■ DATASET ENTRIES
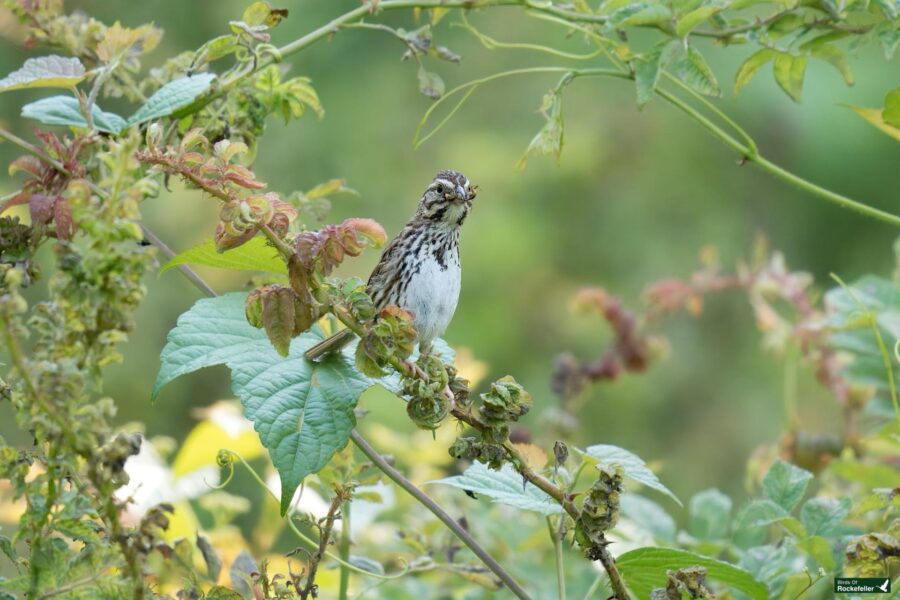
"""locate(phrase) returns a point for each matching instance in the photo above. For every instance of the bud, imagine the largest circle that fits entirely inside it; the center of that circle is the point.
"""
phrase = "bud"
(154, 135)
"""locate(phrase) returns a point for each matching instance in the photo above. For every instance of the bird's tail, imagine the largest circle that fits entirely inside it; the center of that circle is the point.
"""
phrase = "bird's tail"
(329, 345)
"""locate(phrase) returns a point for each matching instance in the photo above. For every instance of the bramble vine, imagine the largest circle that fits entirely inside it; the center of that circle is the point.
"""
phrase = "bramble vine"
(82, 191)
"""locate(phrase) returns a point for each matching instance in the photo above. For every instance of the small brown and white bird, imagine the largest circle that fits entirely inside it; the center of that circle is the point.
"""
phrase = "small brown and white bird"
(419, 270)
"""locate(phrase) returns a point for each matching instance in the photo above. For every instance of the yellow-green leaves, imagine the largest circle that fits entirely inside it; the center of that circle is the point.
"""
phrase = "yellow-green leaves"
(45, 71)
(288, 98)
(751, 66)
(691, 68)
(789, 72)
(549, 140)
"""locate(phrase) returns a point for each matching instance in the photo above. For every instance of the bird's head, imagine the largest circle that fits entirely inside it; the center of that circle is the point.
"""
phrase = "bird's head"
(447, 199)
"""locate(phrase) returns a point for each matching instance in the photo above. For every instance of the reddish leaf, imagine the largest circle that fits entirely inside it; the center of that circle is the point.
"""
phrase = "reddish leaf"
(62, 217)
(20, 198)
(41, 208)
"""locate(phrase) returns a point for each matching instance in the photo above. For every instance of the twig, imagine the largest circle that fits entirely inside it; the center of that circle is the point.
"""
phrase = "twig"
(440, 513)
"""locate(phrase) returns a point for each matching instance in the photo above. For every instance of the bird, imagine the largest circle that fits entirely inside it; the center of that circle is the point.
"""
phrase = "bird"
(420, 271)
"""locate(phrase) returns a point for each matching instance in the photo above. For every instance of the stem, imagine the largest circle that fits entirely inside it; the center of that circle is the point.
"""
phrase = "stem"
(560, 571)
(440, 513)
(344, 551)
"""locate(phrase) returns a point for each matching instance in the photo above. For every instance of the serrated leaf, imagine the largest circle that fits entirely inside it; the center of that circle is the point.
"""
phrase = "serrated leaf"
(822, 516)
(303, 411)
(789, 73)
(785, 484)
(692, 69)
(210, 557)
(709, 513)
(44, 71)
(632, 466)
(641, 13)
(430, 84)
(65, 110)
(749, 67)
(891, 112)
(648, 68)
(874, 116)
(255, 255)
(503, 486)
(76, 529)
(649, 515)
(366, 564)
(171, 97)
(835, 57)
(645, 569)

---

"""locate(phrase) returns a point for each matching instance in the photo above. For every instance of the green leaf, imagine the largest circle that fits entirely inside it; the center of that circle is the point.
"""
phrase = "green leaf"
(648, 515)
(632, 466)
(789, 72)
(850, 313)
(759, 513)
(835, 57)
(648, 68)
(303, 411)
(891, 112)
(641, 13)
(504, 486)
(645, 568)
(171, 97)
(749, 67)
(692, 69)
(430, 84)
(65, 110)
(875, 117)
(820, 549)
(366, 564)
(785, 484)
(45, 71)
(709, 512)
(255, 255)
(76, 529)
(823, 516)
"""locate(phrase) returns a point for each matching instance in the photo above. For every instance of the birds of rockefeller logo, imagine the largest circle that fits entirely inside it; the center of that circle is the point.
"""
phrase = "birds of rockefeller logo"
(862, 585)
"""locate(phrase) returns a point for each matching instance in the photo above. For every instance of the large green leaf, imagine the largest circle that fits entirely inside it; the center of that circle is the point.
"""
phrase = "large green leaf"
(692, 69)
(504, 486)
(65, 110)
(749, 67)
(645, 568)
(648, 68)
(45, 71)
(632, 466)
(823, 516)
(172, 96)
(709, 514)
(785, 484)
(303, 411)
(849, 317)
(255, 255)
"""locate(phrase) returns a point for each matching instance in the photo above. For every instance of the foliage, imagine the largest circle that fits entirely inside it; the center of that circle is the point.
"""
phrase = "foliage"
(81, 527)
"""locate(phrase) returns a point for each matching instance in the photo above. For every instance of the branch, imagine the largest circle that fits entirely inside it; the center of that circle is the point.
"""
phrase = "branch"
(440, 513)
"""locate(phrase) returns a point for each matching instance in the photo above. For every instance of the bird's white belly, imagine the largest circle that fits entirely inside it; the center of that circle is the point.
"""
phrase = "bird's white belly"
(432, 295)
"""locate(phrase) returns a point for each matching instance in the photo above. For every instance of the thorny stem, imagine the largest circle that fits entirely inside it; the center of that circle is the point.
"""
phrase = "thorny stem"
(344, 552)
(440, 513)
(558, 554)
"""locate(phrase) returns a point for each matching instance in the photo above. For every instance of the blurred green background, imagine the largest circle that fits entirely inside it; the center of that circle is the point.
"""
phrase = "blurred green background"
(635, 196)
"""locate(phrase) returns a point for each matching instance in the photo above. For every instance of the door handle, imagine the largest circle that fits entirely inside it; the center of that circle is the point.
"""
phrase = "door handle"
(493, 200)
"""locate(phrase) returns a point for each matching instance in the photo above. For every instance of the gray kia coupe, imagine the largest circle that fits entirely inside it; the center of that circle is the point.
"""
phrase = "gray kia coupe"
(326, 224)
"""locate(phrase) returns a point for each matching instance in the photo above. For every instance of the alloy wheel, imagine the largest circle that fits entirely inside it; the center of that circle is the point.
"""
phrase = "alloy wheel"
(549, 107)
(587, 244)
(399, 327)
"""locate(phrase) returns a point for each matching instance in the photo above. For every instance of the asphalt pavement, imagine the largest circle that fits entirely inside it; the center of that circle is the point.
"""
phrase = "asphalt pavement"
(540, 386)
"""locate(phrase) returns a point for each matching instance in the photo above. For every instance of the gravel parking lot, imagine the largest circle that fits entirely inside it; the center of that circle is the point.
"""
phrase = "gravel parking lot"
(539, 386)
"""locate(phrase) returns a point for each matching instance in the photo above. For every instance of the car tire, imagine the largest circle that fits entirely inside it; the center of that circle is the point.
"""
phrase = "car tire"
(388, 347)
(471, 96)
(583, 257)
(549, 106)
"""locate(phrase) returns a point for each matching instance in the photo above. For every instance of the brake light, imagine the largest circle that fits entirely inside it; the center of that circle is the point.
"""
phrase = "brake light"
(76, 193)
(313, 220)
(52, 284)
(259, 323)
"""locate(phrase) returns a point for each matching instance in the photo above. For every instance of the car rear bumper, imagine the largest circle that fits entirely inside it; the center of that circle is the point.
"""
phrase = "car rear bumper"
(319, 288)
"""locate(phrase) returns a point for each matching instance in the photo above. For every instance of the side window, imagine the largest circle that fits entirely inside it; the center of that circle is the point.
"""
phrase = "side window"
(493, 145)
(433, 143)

■ AIM OF THE TASK
Find and copy out every line in the material above that contains the word "logo". Case counts.

■ WRITTEN ANSWER
"""locate(phrase) returns a point for each matching instance in the photo above. For every instance of the birds of rockefeller logo, imagine the largest circle that fits entirely inside it; the center of that circle is the point.
phrase = "birds of rockefeller logo"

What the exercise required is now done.